• _WORK INSTRUCTIONS_: Select, from the data, each line where "below" occurs.

[Natural-language object grounding data]
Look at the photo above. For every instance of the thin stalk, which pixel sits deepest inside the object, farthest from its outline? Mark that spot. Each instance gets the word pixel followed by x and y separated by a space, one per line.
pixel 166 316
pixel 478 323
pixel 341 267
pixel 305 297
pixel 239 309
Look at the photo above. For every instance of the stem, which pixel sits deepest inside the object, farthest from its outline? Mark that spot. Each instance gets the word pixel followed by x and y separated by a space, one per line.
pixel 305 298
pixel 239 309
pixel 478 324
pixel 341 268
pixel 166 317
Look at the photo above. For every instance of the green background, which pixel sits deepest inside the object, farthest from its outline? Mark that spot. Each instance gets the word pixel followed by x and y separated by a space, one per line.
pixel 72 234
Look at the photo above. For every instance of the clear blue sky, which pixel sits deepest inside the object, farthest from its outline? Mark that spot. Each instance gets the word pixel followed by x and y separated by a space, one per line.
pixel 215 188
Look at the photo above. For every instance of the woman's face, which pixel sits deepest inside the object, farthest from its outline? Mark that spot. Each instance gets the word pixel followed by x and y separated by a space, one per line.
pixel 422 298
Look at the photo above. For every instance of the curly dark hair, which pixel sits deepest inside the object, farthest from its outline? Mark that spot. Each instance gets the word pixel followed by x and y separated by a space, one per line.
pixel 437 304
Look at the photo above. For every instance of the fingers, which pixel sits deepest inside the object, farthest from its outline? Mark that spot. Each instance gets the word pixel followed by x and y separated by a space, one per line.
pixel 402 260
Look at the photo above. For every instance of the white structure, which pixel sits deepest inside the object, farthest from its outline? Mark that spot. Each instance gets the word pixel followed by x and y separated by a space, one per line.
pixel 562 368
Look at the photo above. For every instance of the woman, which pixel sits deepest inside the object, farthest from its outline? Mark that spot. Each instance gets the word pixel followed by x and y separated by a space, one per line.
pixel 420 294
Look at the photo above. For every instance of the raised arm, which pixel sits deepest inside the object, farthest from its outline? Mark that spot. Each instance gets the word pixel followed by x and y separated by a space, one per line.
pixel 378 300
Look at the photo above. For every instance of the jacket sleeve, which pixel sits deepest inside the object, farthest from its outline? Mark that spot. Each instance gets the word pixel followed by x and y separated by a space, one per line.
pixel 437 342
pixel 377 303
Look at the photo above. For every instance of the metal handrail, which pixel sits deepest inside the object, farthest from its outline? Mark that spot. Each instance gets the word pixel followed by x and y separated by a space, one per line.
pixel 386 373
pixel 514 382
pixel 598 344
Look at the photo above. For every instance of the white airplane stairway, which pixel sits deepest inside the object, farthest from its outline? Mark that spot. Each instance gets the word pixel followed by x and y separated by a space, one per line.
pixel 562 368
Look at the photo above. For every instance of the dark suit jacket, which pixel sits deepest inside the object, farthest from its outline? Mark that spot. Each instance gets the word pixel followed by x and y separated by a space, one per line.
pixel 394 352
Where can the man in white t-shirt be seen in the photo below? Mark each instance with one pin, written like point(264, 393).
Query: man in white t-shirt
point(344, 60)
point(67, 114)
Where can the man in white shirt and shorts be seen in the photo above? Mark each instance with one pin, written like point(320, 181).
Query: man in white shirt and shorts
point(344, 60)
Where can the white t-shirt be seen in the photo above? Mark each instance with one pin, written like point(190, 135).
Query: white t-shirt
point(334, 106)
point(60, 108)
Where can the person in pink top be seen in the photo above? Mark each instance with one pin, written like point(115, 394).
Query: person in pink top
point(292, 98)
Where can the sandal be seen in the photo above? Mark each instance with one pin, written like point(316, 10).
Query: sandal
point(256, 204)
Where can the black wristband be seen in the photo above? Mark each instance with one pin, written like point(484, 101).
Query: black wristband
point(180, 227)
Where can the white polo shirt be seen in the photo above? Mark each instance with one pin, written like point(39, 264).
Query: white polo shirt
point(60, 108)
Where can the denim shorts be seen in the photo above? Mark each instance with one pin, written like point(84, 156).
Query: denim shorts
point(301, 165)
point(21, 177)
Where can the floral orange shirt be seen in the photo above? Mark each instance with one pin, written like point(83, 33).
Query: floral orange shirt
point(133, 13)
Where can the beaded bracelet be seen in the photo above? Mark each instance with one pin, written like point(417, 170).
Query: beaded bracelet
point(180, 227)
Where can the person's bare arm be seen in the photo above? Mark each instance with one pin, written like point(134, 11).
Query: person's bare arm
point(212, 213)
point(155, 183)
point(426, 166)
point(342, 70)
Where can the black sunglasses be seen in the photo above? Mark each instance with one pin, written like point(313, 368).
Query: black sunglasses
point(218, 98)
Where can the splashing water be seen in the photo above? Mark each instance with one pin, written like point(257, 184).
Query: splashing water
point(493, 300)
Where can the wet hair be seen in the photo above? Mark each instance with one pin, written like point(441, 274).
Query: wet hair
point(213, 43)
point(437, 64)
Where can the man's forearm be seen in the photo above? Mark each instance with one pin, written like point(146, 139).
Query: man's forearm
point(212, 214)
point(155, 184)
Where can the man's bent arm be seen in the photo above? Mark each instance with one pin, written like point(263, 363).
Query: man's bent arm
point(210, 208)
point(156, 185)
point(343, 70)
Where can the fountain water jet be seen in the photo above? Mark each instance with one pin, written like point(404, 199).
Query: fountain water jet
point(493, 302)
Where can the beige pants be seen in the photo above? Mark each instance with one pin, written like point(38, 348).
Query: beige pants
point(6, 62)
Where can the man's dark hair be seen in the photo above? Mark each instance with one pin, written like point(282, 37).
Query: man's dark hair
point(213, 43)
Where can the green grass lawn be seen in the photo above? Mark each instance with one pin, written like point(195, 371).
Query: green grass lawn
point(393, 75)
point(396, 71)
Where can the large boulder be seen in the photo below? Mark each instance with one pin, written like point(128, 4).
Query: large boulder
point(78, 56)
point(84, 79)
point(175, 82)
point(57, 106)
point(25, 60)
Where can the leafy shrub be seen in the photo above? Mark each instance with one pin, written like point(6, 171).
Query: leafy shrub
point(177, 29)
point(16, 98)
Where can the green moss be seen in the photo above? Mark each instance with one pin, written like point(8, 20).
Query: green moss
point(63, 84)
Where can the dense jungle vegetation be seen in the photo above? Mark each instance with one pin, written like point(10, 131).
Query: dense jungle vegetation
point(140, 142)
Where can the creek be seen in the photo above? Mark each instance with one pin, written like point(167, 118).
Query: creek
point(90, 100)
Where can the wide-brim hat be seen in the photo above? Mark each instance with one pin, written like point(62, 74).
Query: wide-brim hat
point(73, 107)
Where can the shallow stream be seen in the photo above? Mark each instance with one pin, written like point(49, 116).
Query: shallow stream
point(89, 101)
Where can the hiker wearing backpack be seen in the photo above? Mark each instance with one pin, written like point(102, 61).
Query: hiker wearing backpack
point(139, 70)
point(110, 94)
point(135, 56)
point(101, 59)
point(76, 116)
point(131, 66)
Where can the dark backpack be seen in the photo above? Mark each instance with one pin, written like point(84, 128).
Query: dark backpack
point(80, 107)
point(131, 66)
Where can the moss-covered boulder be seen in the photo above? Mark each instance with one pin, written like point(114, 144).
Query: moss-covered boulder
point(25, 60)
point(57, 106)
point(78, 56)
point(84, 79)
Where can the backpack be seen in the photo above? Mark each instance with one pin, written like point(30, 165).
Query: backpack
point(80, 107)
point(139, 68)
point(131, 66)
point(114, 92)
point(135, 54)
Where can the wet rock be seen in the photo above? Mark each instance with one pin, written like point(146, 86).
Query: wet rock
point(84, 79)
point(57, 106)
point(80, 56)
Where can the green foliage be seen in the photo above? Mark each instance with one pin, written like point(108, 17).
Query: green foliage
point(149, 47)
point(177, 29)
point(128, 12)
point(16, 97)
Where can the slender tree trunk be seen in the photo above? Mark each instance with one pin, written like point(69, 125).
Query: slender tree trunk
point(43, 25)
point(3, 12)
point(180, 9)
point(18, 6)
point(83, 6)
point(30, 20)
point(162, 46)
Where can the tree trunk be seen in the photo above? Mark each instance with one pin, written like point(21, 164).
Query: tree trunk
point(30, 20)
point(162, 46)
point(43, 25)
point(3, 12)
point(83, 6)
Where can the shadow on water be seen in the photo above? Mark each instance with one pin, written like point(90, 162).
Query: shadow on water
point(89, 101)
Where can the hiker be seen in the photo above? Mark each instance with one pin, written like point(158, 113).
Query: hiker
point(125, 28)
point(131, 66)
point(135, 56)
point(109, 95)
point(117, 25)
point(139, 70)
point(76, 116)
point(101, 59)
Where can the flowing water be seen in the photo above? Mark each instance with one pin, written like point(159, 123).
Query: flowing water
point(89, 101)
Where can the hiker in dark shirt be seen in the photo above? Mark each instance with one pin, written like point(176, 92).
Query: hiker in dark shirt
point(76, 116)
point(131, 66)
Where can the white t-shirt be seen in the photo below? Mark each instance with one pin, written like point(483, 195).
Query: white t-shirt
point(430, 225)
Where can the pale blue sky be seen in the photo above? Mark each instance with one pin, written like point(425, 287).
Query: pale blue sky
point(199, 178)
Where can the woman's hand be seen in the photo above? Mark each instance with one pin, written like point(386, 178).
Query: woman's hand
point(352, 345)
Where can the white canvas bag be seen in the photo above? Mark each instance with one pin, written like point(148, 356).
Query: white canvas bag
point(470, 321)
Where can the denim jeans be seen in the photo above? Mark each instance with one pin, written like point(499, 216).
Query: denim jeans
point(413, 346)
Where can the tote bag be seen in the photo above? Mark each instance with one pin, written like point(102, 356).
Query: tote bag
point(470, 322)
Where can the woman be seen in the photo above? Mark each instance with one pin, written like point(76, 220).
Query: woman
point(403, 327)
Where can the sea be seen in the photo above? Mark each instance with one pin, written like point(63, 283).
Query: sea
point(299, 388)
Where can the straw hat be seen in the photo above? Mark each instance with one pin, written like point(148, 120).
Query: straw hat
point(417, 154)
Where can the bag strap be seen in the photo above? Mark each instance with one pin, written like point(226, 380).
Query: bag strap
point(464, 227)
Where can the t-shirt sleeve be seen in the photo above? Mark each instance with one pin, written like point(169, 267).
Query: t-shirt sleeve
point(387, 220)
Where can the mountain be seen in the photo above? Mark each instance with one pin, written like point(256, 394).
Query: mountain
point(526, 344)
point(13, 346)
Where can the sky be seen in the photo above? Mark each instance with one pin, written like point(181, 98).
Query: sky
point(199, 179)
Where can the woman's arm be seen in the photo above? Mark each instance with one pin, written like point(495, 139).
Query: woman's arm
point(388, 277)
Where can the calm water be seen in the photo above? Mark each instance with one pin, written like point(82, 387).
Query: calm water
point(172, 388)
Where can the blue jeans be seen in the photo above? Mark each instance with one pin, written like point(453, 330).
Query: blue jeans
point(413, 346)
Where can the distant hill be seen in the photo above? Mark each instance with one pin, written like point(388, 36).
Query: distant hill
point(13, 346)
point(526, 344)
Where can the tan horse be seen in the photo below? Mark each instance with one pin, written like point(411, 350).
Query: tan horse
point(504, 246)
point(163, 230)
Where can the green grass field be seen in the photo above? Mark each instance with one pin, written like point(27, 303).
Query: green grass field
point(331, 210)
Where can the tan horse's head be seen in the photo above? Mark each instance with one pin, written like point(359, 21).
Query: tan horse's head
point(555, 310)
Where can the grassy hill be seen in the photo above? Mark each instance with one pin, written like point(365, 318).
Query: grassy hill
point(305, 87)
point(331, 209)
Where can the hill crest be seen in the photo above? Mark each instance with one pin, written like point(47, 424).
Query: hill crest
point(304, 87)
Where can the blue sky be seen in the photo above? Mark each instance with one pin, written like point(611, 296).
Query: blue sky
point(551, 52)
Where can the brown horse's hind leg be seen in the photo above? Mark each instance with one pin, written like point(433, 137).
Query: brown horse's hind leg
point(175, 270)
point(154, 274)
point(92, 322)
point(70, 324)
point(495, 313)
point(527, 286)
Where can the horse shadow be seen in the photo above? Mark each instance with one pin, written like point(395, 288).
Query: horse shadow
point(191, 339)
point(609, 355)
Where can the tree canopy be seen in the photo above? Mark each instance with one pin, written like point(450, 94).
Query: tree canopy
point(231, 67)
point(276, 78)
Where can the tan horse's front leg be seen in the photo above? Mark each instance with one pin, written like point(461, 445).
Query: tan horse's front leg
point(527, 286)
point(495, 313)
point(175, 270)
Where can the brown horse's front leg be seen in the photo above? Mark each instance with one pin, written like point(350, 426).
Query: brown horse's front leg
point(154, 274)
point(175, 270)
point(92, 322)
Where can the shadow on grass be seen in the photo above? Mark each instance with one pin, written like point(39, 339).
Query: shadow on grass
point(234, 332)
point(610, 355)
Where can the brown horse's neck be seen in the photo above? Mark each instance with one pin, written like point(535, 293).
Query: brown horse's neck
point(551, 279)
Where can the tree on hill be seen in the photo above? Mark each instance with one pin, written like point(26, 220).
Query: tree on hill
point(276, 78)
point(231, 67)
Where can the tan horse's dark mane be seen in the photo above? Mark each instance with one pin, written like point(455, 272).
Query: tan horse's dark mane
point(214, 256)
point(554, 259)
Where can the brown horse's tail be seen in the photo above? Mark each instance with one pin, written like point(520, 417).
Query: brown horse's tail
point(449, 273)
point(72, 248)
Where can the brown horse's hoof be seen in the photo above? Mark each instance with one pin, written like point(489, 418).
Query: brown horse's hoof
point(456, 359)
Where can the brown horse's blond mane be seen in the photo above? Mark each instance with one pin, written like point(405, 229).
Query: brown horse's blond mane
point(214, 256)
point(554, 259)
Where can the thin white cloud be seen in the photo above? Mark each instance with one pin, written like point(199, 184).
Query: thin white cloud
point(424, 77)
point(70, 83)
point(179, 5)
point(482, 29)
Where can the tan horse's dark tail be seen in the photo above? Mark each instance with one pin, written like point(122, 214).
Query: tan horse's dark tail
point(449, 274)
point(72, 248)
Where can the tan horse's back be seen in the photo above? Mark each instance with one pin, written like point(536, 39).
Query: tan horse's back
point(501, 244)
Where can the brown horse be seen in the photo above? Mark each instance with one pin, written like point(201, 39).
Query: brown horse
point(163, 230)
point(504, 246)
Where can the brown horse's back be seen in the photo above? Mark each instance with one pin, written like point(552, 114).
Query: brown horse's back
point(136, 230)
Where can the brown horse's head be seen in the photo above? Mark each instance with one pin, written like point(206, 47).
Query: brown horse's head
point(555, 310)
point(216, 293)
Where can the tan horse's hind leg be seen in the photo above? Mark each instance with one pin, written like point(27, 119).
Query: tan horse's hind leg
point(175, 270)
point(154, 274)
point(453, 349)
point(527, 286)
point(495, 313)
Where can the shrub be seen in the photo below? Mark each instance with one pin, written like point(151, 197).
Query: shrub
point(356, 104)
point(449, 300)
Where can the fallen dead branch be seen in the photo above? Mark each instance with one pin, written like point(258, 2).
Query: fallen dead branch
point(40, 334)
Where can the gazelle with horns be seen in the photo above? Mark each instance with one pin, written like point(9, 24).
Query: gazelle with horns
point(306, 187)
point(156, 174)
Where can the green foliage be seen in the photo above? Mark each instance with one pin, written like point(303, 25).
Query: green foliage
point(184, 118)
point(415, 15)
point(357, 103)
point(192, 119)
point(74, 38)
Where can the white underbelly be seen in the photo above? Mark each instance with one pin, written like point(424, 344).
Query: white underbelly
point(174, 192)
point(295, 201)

• _ANSWER_:
Where can the man in white t-shirt be seen in the photo below? Mark each instance with one pin, written like point(264, 393).
Where can the large boulder be seen in the photo below? Mark each instance with one pin, written like point(128, 4).
Where can the white t-shirt be seen in the photo below? Mark each instance with one pin, written like point(483, 195).
Where can the tan horse be seen in the photo below? Mark each instance with one pin, written like point(411, 350).
Where can the shrub be seen in the photo below? Mark each instance with one pin, written like point(151, 197).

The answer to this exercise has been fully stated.